WHAT YOU NEED TO DO: Please restate exactly the lines of the data below, beginning with the line containing "[point] at the rolling" and ending with the last line.

Data items:
□ □ □
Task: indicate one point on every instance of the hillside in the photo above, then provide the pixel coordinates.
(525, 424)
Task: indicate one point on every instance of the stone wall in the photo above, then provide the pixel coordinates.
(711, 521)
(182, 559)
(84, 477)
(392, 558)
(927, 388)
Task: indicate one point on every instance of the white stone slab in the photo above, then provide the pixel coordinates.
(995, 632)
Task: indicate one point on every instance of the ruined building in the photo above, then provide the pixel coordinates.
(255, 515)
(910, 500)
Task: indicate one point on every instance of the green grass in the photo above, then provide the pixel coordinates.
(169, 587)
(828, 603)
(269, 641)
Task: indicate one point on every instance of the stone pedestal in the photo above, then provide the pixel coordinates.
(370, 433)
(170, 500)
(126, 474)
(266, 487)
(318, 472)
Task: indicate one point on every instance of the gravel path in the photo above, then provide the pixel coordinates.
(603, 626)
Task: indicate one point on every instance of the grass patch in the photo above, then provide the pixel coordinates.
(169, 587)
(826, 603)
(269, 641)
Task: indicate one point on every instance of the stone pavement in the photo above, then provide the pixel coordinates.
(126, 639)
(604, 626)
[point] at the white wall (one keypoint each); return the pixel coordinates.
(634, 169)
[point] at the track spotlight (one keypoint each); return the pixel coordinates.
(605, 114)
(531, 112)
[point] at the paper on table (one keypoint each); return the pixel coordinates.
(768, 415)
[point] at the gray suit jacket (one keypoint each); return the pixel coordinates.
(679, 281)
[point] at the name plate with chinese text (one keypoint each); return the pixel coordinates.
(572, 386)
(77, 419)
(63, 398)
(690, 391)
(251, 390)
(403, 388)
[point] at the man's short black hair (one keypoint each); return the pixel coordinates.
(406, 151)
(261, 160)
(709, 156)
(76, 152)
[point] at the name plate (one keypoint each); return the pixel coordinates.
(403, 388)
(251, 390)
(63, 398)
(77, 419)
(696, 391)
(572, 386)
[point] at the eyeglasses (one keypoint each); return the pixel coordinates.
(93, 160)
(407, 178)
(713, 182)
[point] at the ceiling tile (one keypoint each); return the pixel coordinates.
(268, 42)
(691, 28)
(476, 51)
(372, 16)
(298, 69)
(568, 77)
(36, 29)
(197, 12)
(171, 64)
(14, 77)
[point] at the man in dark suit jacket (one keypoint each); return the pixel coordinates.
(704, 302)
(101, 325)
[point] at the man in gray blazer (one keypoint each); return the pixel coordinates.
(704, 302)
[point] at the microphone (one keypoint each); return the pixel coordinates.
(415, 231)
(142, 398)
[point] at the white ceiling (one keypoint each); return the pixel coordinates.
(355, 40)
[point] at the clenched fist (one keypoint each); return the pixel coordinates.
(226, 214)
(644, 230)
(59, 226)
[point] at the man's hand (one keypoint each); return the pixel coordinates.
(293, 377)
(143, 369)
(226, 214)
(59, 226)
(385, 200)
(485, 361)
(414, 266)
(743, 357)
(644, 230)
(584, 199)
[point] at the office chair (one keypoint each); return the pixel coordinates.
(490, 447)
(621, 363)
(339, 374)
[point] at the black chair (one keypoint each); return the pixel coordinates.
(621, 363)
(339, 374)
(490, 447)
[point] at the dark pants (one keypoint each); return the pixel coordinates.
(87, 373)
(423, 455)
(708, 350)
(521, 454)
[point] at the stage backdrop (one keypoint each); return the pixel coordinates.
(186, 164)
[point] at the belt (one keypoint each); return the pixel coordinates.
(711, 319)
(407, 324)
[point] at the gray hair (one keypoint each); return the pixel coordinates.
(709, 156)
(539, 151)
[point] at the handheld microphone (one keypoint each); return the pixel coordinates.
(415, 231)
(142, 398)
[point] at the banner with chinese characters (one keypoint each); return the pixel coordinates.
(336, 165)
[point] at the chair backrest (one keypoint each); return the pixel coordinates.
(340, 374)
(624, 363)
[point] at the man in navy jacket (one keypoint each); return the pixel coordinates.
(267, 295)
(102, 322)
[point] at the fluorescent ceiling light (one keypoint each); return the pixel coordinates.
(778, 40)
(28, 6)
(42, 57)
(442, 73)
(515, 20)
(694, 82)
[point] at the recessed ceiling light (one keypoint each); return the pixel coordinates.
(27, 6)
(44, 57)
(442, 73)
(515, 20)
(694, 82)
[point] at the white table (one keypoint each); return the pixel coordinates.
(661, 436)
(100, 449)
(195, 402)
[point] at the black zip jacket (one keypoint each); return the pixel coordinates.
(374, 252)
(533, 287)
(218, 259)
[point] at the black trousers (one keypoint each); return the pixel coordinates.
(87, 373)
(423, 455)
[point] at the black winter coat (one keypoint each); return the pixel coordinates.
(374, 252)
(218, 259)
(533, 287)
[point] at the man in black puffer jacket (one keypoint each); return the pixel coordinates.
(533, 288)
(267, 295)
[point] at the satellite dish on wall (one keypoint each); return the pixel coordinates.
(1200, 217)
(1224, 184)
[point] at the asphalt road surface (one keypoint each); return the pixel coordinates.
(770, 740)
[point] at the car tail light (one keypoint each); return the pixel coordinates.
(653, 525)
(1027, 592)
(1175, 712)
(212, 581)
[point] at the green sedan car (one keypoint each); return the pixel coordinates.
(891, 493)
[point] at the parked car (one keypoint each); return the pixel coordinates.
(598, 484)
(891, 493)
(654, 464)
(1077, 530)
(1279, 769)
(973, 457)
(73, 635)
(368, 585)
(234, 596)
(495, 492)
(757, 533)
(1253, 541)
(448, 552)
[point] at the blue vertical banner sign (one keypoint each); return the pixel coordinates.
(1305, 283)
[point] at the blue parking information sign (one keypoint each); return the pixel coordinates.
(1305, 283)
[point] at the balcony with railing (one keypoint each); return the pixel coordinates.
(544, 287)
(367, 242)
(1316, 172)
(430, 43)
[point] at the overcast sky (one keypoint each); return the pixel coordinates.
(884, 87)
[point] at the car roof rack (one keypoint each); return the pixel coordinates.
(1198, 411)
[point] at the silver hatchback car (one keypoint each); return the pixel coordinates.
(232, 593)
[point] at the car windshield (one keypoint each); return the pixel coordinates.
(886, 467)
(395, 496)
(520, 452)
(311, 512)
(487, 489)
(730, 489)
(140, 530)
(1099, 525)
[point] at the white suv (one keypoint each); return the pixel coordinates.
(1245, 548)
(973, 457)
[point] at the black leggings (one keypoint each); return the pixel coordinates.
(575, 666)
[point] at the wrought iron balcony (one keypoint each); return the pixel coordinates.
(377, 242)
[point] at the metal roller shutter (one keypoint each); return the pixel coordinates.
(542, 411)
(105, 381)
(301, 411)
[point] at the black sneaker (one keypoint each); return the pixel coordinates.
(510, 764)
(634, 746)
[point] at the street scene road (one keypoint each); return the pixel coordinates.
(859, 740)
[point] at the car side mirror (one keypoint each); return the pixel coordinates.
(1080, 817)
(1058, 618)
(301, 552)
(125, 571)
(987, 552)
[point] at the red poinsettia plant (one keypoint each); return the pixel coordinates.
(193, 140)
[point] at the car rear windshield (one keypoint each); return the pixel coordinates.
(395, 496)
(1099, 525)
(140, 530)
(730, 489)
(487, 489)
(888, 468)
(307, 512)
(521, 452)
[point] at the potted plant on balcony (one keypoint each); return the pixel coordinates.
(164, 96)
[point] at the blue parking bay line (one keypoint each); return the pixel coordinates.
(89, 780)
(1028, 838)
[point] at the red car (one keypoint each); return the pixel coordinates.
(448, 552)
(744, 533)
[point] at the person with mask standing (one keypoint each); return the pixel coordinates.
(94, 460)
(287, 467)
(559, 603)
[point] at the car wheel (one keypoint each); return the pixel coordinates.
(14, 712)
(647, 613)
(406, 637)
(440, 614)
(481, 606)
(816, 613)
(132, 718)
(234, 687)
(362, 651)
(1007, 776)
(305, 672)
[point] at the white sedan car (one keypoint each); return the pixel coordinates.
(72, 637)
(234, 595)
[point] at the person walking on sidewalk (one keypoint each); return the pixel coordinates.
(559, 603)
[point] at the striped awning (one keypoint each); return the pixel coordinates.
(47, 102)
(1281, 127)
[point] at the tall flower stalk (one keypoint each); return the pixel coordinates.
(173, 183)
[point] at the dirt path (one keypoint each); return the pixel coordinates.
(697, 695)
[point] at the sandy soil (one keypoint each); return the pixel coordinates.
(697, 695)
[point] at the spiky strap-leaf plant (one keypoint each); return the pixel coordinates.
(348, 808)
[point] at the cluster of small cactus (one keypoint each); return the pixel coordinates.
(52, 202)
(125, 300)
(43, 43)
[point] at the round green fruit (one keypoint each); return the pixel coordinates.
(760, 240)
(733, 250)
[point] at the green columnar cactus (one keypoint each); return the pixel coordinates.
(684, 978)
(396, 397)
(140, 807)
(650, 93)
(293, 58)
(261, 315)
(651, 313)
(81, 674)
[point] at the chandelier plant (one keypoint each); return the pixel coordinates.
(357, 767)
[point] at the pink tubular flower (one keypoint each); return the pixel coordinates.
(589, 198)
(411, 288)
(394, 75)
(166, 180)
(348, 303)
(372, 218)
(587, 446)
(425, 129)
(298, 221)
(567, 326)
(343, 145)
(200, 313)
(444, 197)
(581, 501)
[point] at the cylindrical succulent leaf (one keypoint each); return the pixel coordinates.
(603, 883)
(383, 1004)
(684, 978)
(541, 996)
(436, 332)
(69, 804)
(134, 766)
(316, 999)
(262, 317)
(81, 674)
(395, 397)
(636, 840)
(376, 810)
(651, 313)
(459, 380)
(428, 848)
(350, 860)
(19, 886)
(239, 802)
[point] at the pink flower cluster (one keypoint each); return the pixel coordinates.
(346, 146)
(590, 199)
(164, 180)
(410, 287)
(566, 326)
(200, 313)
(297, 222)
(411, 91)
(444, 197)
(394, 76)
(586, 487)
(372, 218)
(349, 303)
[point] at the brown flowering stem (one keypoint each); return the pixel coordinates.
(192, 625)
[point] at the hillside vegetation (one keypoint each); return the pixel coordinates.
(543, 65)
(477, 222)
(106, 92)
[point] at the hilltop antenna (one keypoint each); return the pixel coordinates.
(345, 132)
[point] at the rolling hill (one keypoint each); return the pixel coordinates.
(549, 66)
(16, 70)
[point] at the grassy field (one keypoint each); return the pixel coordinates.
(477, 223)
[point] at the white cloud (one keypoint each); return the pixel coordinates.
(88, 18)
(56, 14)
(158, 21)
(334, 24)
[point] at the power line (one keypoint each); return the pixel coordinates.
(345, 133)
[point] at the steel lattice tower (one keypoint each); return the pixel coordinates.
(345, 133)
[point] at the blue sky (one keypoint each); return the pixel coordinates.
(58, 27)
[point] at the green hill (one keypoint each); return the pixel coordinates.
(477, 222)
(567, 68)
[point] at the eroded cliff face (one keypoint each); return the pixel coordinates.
□ □ □
SOLUTION TO THIS TASK:
[point] at the rolling hill (one keypoint each); return the pixel coordinates.
(549, 66)
(16, 70)
[point] at the grassy field (one keypoint each); return the pixel coordinates.
(477, 223)
[point] at the white cloud (one keypoint each); return the pixel coordinates.
(88, 18)
(56, 14)
(158, 21)
(334, 24)
[point] at the power line (one keypoint each); return the pixel coordinates.
(345, 133)
[point] at the steel lattice tower (one keypoint each); return the pixel coordinates.
(345, 133)
[point] at the blue sky (one keypoint each); return the pixel coordinates.
(58, 27)
[point] at the green hill (one keypoint each); return the pixel coordinates.
(477, 222)
(567, 68)
[point] at the eroded cliff face (one keypoint each); return the pixel coordinates.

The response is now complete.